Items from a data source:
§ §
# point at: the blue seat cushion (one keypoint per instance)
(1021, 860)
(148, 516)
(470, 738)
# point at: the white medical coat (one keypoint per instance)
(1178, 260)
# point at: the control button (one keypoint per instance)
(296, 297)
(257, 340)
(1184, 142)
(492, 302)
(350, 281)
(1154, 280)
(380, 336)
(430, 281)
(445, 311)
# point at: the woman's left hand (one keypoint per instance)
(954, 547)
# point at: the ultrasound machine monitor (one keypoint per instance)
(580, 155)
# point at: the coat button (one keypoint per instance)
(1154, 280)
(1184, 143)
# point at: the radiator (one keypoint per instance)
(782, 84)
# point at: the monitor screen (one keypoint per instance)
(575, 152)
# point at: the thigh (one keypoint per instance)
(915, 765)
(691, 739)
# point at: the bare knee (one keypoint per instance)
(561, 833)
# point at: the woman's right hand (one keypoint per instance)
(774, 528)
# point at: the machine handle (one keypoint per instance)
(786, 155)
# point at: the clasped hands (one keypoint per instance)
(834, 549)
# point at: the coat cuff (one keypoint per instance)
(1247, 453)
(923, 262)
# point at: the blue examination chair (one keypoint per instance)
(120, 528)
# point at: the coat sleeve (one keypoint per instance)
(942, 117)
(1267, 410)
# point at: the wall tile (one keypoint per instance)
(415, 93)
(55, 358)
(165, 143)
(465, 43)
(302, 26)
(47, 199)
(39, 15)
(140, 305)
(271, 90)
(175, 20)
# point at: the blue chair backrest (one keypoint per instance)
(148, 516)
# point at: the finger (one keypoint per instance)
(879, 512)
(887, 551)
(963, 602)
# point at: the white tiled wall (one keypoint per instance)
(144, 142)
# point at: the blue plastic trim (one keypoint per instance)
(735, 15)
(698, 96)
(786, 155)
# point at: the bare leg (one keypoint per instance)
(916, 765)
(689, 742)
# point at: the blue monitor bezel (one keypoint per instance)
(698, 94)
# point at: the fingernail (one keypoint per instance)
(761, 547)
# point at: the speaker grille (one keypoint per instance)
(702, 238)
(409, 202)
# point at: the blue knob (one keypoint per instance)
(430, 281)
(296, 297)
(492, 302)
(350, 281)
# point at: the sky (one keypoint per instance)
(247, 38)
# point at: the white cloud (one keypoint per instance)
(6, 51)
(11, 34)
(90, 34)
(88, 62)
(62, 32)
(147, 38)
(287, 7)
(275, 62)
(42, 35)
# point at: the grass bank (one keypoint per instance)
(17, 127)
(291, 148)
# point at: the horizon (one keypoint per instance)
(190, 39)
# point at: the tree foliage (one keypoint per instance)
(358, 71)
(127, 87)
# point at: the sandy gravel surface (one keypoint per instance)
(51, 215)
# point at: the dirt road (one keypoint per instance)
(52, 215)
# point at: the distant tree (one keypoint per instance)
§ §
_Assignment_. Each record above is to be written out again exactly.

_The answer_.
# point at: the blue seat cushion (one keypoint per instance)
(1021, 860)
(148, 516)
(470, 738)
# point at: the white medical coat (one keypoint per instance)
(1178, 260)
# point at: the control button (one keypoint per instance)
(296, 297)
(257, 340)
(1184, 142)
(492, 302)
(350, 281)
(1154, 280)
(380, 336)
(430, 281)
(445, 311)
# point at: the woman's left hand (one keypoint per instance)
(954, 547)
# point at: the ultrasound machine monitor (one keypoint per instance)
(580, 155)
# point at: the coat button (one keypoint per instance)
(1154, 280)
(1184, 143)
# point at: the radiator (one keypoint per instance)
(782, 84)
# point at: the monitor screen (one keypoint per instance)
(575, 152)
# point at: the thigh (one keypoint per instance)
(915, 765)
(691, 739)
# point at: the bare knee (one keypoint per instance)
(561, 833)
# point at: the woman's right hand (one keypoint per instance)
(774, 528)
# point at: the machine handle (one keypoint per instance)
(786, 155)
# point at: the clasped hands (one keypoint per instance)
(834, 549)
# point at: the coat cuff (one keypoint per instance)
(1247, 453)
(923, 262)
# point at: the blue examination chair (one keypoint per instance)
(120, 528)
# point at: the coat sleeve (one keypoint per instance)
(942, 117)
(1267, 410)
# point at: the wall tile (one keypoint per instance)
(415, 93)
(55, 358)
(165, 143)
(465, 43)
(302, 26)
(47, 199)
(39, 15)
(140, 305)
(271, 90)
(175, 20)
# point at: the blue chair backrest (one keypoint per instance)
(148, 516)
# point at: the finger (one keypoint per instance)
(879, 512)
(887, 551)
(963, 602)
# point at: the white tiled wall (one keypoint per instance)
(144, 142)
# point at: the blue plastic trim (one keypoint per instance)
(735, 15)
(698, 96)
(786, 155)
# point at: the bare leg (one keypoint per instance)
(916, 765)
(689, 742)
# point at: the blue monitor bezel (one keypoint per instance)
(698, 94)
# point at: the fingernail (one keypoint per instance)
(761, 547)
# point at: the speaker grille (one keypoint per instance)
(702, 238)
(409, 202)
# point at: the blue knob (one keypoint per instance)
(430, 281)
(296, 297)
(492, 302)
(350, 281)
# point at: the sky (one keypoint per instance)
(247, 38)
# point at: the white cloud (one keypoint per instance)
(6, 51)
(11, 34)
(90, 34)
(88, 62)
(62, 32)
(147, 38)
(287, 7)
(275, 62)
(42, 35)
# point at: the grass bank (one keypoint per instance)
(17, 127)
(291, 148)
# point at: the horizon (one keypoint per instance)
(190, 39)
# point at: the tree foliage (one keypoint per instance)
(358, 71)
(127, 87)
# point at: the sandy gravel surface (one keypoint per instance)
(51, 215)
# point at: the dirt road (one keypoint per instance)
(52, 215)
# point at: the distant tree (one keypoint per instance)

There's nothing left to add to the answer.